▸ List of tasks:
a. Set down the part of the market outlook article that starts at "That's the view" and ends at "the markets now.", word for word.
b. In the market outlook article, shorten the paragraph that begins "“It’s very typical that you have the level and rate of growth" into a short bulleted list that keeps its main points.
c. Write what comes next in the market outlook article, picking up after its final paragraph.

Watch for economic reacceleration cues to put capital to work as markets slow from high-growth, early-cycle recovery
Economies and markets are transitioning from a high-growth, early-cycle recovery stage to a slower-growth, mid-cycle environment, but the reopening trade is behind us, which should impact how advisors now position portfolios.
That's the view of Michael White, Picton Mahoney Asset Management’s Portfolio Manager and Head of Multi-Asset Strategies, who spoke to Wealth Professional after the firm released its Q4 2021 Investment Review and Outlook.
“It’s very typical that you have the level and rate of growth being quite high in this early phase of an economic cycle, but you can’t grow at an accelerating rate forever. At some point, the rate of growth decelerates. You’re still growing, which is positive; it’s good for the economy. It’s just that that easy money, if you will, is behind us, for sure,” he said, noting the cyclical impulse worked best in the early recovery phase, but there’s less in the markets now.
“We’re not saying be outright defensive, either,” he said. “Right now, we’re in a bit of a consolidation phase. Markets are catching their breath. Under the surface of markets, there’s been an awful lot of rotation from some of those values tilted toward sectors that are a little bit more defensive, but are a little bit more predictable growers and more stable cash flows and quality earnings.”
Picton Mahoney’s Outlook noted several macro themes impacting this phase: the potential fourth wave of COVID and its impact on supply chains, the inflation impact of tight supply chains with pent-up demand, and inflation. White noted inflation has been running from 4% and 6% year-on-year in Canada and the U.S. for a couple months.
“We expect that to come down, but we also expect inflation to reassert itself, maybe toward this time next year,” he said, adding that investors would be well served to wait until next year to deploy their capital.
“We could probably expect to see a bit of a melt-up into year-end. It’s obviously been a good year of returns. And there’s still a tremendous amount of capital awash in the system. So, we’re seeing flow-based investing is remarkable and flow begets flow.”

[Image-grounded pointing data]
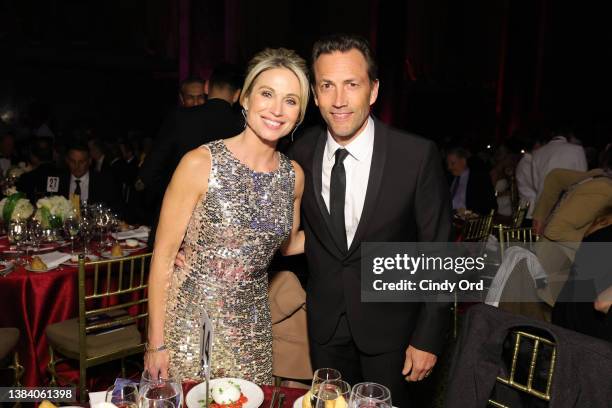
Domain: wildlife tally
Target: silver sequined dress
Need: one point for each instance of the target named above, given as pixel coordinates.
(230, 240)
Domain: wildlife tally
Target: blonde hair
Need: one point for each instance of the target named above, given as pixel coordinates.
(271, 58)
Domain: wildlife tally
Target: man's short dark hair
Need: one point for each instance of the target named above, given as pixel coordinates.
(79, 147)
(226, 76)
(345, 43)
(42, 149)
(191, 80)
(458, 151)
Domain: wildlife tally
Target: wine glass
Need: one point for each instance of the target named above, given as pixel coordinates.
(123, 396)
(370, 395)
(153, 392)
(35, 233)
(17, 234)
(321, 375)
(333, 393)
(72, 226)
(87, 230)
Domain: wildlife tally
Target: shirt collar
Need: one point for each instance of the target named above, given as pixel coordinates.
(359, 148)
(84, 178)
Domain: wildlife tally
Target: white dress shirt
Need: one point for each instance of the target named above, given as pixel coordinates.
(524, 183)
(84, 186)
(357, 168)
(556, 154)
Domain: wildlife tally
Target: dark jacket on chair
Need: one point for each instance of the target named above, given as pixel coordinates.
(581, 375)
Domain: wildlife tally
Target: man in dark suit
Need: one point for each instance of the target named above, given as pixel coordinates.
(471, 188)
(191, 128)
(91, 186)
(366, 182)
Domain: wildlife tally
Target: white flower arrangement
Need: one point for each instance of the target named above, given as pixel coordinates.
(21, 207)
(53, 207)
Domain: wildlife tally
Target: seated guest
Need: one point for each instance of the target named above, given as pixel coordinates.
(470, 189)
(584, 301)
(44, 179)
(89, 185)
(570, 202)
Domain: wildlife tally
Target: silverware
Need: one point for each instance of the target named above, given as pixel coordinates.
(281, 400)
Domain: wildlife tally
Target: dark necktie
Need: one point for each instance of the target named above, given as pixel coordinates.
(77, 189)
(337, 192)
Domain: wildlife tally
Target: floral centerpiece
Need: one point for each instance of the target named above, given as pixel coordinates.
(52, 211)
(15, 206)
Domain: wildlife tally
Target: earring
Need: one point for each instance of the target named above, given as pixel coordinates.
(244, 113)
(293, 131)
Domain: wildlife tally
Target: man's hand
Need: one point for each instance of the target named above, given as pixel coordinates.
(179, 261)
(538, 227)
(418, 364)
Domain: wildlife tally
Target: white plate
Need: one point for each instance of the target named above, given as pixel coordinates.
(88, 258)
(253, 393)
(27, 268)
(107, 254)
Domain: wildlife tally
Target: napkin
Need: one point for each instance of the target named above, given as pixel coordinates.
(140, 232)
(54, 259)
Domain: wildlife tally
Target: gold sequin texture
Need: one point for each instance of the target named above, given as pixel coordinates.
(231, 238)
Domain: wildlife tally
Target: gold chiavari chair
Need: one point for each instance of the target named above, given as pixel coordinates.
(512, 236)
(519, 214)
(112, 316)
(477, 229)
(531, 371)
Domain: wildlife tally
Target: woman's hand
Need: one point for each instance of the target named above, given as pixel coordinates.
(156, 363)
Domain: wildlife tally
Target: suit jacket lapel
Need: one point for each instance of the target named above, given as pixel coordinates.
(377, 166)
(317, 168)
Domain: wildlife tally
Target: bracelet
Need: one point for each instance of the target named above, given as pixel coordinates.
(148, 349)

--

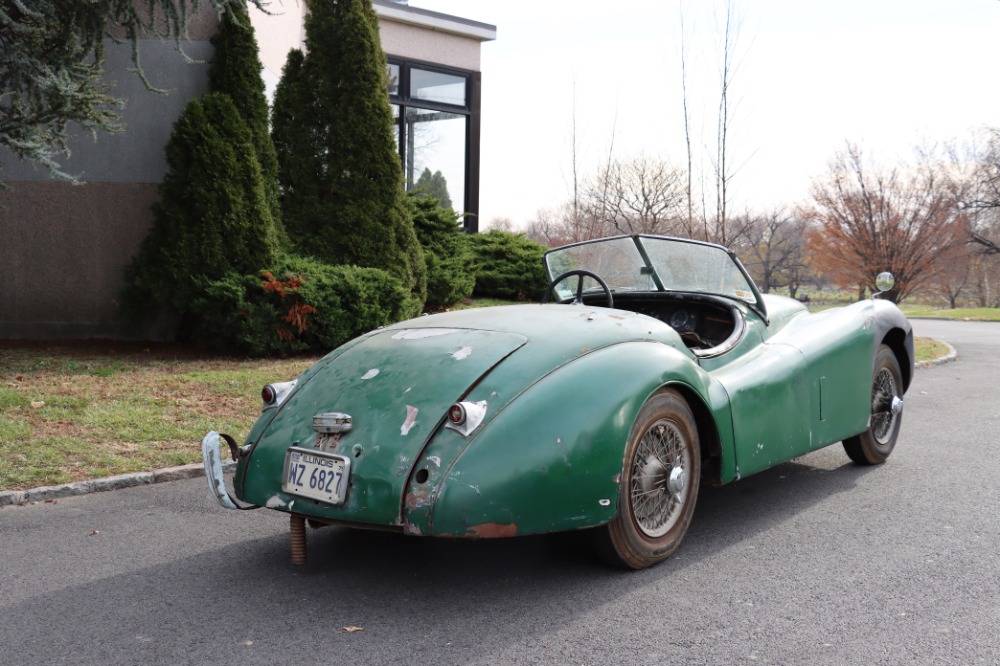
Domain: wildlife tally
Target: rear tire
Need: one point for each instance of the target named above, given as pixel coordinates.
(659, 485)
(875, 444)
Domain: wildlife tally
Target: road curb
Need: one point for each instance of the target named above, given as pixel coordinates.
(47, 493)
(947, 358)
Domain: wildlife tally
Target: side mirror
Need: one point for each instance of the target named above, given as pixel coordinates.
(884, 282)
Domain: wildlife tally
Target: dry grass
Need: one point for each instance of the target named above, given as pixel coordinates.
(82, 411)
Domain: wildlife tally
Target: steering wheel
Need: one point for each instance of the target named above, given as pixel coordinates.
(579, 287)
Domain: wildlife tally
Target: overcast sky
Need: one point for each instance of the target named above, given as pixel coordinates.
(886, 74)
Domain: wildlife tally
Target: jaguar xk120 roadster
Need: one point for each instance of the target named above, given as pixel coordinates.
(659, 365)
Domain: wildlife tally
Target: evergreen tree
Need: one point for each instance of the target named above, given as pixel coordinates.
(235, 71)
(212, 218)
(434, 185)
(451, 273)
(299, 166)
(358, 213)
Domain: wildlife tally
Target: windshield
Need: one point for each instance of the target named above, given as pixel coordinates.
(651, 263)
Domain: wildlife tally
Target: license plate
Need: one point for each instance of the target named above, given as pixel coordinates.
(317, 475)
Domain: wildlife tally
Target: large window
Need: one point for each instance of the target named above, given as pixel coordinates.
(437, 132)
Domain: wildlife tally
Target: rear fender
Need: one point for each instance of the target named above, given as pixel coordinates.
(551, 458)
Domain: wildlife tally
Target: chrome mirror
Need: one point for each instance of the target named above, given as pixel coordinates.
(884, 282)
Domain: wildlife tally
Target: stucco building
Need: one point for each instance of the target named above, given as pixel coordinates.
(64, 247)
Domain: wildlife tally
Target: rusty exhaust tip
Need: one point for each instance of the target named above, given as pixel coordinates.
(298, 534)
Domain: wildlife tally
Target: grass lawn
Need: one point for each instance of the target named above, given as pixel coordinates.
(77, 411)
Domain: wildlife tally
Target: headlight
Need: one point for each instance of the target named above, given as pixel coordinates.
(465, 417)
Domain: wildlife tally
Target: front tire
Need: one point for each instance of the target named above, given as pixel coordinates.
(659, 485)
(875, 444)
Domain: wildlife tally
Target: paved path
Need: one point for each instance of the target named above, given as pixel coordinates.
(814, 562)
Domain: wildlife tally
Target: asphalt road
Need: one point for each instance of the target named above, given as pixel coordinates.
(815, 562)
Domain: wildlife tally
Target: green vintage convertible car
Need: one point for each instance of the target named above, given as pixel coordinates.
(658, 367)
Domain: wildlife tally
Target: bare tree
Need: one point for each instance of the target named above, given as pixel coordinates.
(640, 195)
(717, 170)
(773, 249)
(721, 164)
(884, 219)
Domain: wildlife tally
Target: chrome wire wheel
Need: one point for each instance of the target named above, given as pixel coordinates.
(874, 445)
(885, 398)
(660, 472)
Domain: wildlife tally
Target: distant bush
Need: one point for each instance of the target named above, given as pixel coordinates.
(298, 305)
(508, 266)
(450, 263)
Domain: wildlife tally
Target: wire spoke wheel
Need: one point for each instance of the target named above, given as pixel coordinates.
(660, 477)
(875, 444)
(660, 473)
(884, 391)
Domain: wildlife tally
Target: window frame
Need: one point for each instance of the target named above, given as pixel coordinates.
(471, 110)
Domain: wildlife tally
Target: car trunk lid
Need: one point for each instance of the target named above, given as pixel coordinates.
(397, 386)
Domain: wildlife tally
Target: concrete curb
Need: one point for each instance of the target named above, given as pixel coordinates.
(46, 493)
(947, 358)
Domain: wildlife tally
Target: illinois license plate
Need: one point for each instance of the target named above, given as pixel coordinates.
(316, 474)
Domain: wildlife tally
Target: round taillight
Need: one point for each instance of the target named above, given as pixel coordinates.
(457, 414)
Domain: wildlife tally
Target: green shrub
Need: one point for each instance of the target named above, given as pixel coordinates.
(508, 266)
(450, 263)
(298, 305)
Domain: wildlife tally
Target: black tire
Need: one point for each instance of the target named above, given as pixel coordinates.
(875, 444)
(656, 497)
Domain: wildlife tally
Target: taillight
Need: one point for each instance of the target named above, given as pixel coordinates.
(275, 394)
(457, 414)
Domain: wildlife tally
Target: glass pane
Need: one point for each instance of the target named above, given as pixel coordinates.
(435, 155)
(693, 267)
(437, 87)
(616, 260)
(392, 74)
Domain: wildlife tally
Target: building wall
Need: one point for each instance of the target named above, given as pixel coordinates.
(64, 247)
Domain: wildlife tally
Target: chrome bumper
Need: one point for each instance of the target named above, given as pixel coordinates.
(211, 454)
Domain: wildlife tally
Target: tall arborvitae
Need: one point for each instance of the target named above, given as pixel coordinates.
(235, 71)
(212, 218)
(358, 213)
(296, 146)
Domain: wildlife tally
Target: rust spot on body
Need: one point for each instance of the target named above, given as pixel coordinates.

▸ Results of the exercise:
a.
That's the view of Michael White, Picton Mahoney Asset Management’s Portfolio Manager and Head of Multi-Asset Strategies, who spoke to Wealth Professional after the firm released its Q4 2021 Investment Review and Outlook.
“It’s very typical that you have the level and rate of growth being quite high in this early phase of an economic cycle, but you can’t grow at an accelerating rate forever. At some point, the rate of growth decelerates. You’re still growing, which is positive; it’s good for the economy. It’s just that that easy money, if you will, is behind us, for sure,” he said, noting the cyclical impulse worked best in the early recovery phase, but there’s less in the markets now.

b.
- Early in an economic cycle, both the level and the rate of growth tend to be quite high.
- Growth can't keep accelerating forever; at some point the rate slows.
- The economy is still growing, which is positive.
- The easy money is behind us.
- The cyclical impulse worked best in the early recovery phase, and there's less of it in the markets now.

c.
The Outlook anticipated that stock markets and the global economy will continue to be buoyed for couple of years and inflationary pressures would diminish in the next few quarters as COVID and supply chain issues ease. But, it said inflation will likely be a key risk factor to monitor later in 2022, when base effects and supply chains normalize,
As for what advisors can do, White said, “if someone has been conservative and sat out much of this recovery and missed out on the returns, I would be very cautious about deploying capital now. It might be untimely. But, if someone has been aggressive and believes we’re in for a longer cycle, there’s probably an opportunity to be tactical and maybe rein in their bull horns a little bit, and try to plot their next move.
“I think, in a lot of ways, what made money handily in this early cycle phase has been correcting for many, many months now, so we will probably want to look to those cyclical aspects of the market,” he added. “I think a big function is going to be the signalling from central banks and what they intend to do with interest rates. We’ve had a lot more hawkishness on interest rates over the last couple months of central bank commentary. So, I think they’ve calmed, tempered, the markets and we’re not going to have free money forever. So, as we get this slower economic growth, we would look for the cues for reacceleration to put capital to work. That likely comes into next year.
“I’m not suggesting anyone should raise cash and wait it out from now ‘til then. But I would certainly be cognizant of having made handy profits this year, so it might be prudent to rebalance the portfolio to perhaps understand some of the themes that are located very heavily in the market, beneath the surface of the index level. Look for some tactical opportunities on some of those rotations.”